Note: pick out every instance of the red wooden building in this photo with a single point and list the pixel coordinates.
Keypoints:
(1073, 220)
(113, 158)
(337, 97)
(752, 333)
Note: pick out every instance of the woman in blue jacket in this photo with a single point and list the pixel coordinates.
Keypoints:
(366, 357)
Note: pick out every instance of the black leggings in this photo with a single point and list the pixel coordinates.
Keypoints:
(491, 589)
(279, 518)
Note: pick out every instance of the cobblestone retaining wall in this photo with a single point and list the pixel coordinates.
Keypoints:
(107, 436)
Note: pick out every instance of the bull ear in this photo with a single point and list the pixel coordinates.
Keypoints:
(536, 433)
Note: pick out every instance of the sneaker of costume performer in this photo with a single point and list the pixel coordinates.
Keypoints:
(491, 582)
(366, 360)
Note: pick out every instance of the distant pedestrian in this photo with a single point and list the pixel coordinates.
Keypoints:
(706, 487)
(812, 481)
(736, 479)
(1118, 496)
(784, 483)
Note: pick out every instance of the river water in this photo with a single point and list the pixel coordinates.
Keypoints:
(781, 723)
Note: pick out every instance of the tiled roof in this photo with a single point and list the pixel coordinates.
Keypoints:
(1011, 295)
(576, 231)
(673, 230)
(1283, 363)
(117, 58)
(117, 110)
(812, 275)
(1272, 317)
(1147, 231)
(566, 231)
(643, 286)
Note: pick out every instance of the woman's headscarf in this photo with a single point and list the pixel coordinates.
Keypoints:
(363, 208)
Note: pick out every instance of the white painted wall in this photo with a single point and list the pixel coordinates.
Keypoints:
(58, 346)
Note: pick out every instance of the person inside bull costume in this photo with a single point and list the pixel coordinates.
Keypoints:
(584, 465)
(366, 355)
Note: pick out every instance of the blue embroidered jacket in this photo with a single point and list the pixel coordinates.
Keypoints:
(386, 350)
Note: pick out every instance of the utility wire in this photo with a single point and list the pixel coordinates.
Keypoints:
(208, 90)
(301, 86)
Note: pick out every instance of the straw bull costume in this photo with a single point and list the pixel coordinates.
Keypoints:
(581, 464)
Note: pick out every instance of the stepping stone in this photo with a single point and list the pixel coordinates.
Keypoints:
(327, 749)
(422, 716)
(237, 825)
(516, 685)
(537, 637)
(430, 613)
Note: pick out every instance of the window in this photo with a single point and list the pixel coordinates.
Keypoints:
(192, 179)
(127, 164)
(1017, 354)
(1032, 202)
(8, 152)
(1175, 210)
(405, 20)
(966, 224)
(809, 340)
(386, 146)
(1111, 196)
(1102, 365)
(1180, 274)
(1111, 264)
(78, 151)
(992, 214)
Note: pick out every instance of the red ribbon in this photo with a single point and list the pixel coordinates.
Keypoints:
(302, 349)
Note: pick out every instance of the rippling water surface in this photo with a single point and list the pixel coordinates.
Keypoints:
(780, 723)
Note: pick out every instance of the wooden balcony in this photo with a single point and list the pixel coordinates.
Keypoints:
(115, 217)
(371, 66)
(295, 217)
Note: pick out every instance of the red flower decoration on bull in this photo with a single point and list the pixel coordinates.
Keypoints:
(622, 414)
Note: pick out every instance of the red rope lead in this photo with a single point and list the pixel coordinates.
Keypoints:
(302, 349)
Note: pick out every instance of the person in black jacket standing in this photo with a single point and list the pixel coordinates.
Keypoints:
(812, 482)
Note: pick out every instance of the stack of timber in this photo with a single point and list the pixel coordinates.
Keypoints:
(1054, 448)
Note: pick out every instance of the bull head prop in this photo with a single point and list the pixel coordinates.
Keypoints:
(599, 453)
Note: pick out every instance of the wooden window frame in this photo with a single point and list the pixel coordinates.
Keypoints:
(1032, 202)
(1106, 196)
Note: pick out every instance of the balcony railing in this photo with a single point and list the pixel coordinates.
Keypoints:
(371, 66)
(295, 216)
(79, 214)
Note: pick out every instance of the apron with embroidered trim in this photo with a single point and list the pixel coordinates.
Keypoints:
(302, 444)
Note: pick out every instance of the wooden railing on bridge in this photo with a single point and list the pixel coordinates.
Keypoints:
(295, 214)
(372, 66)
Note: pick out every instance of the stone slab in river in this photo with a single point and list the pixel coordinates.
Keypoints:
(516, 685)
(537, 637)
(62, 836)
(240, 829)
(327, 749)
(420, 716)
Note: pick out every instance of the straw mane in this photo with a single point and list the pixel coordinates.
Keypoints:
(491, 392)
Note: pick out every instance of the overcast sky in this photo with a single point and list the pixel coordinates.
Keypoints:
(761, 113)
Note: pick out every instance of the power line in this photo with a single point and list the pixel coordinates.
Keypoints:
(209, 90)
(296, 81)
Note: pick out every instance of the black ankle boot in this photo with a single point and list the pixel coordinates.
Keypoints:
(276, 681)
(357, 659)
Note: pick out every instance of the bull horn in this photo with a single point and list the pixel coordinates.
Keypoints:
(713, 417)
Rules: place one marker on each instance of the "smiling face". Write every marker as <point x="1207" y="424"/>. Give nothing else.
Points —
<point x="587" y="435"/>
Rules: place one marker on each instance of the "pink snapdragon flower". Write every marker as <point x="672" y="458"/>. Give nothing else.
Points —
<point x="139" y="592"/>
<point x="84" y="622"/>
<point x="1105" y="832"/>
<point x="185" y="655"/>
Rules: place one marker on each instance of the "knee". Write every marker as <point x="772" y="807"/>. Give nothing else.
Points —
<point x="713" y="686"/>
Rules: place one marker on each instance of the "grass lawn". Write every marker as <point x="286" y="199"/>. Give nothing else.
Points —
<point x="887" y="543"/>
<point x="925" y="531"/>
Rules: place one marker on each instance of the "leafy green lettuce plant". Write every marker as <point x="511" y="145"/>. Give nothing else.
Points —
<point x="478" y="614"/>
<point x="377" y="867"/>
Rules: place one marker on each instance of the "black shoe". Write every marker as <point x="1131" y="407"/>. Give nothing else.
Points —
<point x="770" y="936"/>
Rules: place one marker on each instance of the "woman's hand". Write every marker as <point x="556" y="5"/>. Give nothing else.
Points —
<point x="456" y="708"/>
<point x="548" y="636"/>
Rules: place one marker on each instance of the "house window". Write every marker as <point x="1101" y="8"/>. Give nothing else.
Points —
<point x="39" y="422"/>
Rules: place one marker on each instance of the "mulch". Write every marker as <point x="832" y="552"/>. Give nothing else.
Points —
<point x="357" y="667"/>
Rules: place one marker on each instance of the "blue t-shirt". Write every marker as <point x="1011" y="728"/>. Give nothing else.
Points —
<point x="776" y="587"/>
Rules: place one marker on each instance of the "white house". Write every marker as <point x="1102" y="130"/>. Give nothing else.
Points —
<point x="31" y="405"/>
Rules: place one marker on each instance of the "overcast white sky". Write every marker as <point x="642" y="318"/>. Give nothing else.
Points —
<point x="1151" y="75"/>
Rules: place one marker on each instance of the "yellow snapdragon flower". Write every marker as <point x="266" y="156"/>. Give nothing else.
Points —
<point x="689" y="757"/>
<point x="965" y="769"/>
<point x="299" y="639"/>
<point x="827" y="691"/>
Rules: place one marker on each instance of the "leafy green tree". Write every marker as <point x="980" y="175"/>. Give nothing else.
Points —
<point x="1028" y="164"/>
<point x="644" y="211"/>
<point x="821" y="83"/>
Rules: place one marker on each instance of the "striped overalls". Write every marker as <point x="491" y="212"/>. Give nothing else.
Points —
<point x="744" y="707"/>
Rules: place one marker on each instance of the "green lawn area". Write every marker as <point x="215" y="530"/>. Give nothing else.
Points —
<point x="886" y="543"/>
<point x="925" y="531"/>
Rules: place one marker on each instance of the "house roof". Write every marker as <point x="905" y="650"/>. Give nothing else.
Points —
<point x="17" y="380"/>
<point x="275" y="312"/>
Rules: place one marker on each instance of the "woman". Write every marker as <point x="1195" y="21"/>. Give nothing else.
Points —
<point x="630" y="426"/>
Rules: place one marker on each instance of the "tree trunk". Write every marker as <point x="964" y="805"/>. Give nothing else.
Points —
------------------------
**Problem statement**
Among the records, find each line where the word "person" occurs, and copy it.

**Solution to this exercise**
Note: pick out every instance of the person inside bull costume in this photo with a single point and list the pixel coordinates.
Note: pick out every instance of the person in black jacket standing in this photo with a single point and list the pixel coordinates.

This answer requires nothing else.